- [Objective]: Copy every item below word for word, leaving out the pictures.

- [Data shown]:
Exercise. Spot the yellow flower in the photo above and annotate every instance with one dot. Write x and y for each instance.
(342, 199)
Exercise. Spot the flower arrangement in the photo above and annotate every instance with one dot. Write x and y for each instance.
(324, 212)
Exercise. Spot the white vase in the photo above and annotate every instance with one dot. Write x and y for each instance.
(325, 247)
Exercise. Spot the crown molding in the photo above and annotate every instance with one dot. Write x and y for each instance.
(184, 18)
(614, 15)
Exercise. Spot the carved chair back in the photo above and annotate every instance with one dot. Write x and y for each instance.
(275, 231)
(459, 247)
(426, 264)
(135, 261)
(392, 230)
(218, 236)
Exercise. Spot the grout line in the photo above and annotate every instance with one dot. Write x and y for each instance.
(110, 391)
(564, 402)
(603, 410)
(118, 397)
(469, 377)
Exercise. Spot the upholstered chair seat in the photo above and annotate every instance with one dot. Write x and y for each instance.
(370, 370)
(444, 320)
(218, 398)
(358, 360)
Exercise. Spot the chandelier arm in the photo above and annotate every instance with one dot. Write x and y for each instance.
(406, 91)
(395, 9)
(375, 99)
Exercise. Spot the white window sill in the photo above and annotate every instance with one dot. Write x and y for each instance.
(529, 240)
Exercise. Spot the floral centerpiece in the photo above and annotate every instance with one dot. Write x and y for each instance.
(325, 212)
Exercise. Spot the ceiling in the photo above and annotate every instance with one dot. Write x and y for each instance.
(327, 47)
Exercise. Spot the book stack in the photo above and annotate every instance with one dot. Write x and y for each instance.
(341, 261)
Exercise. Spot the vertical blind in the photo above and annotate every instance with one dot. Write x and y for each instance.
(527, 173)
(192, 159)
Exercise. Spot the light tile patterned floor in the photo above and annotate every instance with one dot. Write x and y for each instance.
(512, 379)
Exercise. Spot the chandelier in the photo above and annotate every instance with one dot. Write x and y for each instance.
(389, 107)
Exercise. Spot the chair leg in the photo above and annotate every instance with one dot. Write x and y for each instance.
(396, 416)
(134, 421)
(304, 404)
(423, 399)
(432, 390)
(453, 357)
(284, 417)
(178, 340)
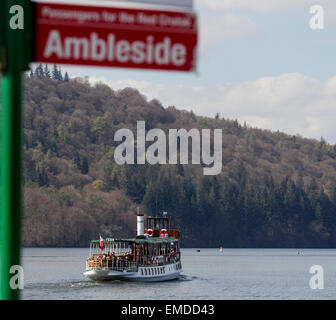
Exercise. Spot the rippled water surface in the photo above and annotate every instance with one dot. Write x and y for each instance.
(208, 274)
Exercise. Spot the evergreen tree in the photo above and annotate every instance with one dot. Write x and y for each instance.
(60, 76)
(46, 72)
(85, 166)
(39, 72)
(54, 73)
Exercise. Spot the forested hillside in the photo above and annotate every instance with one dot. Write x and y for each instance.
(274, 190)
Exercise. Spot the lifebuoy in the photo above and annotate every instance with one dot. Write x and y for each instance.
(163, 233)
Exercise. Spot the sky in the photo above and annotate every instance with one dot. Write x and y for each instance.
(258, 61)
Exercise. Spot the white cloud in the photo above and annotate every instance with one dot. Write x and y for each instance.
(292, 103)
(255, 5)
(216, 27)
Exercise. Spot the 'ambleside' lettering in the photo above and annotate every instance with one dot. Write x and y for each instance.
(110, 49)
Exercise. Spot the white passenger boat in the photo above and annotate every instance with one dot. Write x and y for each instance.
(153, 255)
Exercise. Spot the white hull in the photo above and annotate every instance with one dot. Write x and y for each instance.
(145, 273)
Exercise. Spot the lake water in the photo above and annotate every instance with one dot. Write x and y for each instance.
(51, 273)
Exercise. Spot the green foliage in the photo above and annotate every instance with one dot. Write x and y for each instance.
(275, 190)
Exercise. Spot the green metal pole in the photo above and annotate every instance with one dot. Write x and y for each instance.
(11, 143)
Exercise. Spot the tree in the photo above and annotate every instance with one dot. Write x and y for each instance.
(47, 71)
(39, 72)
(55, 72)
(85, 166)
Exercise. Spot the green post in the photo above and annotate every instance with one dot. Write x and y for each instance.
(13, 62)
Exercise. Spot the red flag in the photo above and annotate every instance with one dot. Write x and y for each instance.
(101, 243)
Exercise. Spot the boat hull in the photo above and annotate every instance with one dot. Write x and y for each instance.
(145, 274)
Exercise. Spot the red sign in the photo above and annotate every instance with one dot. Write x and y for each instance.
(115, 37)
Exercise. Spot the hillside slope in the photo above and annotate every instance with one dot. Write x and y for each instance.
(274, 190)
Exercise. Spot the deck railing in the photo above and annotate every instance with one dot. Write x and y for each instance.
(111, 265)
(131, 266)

- [Solution to the problem]:
Exercise. Spot the yellow flower in the photo above and annotate every instance with one dot. Write x and y for each instance.
(342, 199)
Exercise. Spot the flower arrangement in the photo above and annotate every instance with one dot. Write x and y for each instance.
(324, 212)
Exercise. Spot the white vase in the photo above and annotate every instance with one dot. Write x and y for each instance.
(325, 247)
Exercise. Spot the crown molding in the photo above and annotate every instance with one dot. Write x and y for each instance.
(184, 18)
(614, 15)
Exercise. Spot the carved chair back in the photo above and annotate every instance with one dot. Write x and y for each instance.
(275, 231)
(459, 247)
(426, 264)
(135, 261)
(392, 230)
(218, 236)
Exercise. Spot the grout line in the photo above and annotate every instance with one dot. Write x and y for each instance.
(110, 391)
(564, 402)
(603, 410)
(118, 397)
(469, 377)
Exercise. Spot the upholstered chair seat in the photo above and annotate every instance with one dot. Write x and y for each instance.
(370, 370)
(444, 320)
(218, 398)
(358, 360)
Exercise. Spot the chandelier arm in the photo above and annotate every instance with one dot. Write x and y for each instance.
(406, 91)
(395, 9)
(375, 99)
Exercise. Spot the white window sill in the photo above and annotate every instance with one dot. Write x and y for each instance.
(529, 240)
Exercise. Spot the floral centerpiece in the photo above and annotate every instance with one dot. Write x and y for each instance.
(325, 212)
Exercise. Spot the ceiling in the photo above and annotate every instance with one dot. Write x and y for each instance.
(327, 47)
Exercise. Spot the book stack in the photo above and annotate every instance with one dot. Write x and y for each instance.
(341, 261)
Exercise. Spot the vertical blind in the photo above and annotate every instance with one dot. Write x and y for each instance.
(527, 173)
(192, 159)
Exercise. Spot the light tile patterned floor in the photo above and annotate every instance with one dot. Write x and y for each instance.
(512, 379)
Exercise. Spot the chandelier in the photo above and annotate every instance with one dot. Write x and y for each instance.
(389, 107)
Exercise. Spot the chair leg in the photo above and annotate every instance with one dot. Write x and y for each instance.
(396, 416)
(134, 421)
(304, 404)
(423, 399)
(432, 390)
(453, 357)
(284, 417)
(178, 340)
Exercise. Spot the rippled water surface in the photo above and annotate every instance with one dot. Write x and y for each instance.
(208, 274)
Exercise. Spot the evergreen tree in the photo above and annotate every instance with one dot. Write x and y for each instance.
(60, 76)
(46, 72)
(85, 166)
(39, 72)
(54, 73)
Exercise. Spot the forested hillside in the photo above and annotate every instance with one dot. Write x and y for each instance.
(274, 190)
Exercise. Spot the lifebuoy in the photo above and annotate every instance with one dot. Write x and y for each instance.
(163, 233)
Exercise. Spot the sky in the photo above and annotate every instance with one dot. Write x and y for each instance.
(258, 61)
Exercise. Spot the white cloud in the photo above and annotate every instance with one dot. Write x and y for each instance.
(292, 103)
(255, 5)
(216, 27)
Exercise. Spot the 'ambleside' lettering in the photo above and annotate every instance with one dot. Write x and y for each instance.
(110, 49)
Exercise. Spot the white passenger boat in the photo above and annotate every instance with one dot. Write x and y for each instance.
(153, 255)
Exercise. Spot the white hull in the photo above and annotate every instance with one dot. Write x and y for each instance.
(145, 273)
Exercise. Spot the lake water in the photo above and annotate every instance with one dot. Write x and y for each instance.
(51, 273)
Exercise. Spot the green foliage in the photo above and annotate every instance with one dot. Write x and y for each instance.
(275, 190)
Exercise. Spot the green metal pole in the photo above and annotate every instance with one dot. Write x and y for each instance.
(11, 143)
Exercise. Spot the tree in the photo above and annotate every instance with one dot. Write x and y for each instance.
(47, 71)
(39, 72)
(55, 72)
(85, 166)
Exercise. Spot the green post in the photo above and annotate every instance with one dot. Write x and y for each instance.
(13, 62)
Exercise. Spot the red flag in the photo above and annotate every instance with one dot. Write x and y for each instance.
(101, 243)
Exercise. Spot the boat hull in the photo above and annotate every instance with one dot. Write x and y for each instance.
(145, 274)
Exercise. Spot the red sign in the photo above and annotate every instance with one dot. Write x and y for each instance.
(115, 37)
Exercise. Spot the hillside slope in the photo above and annotate every instance with one dot. Write x and y for each instance.
(274, 190)
Exercise. Spot the deck railing in the photo above and annotate every instance with one dot. Write x and y for each instance.
(111, 265)
(131, 266)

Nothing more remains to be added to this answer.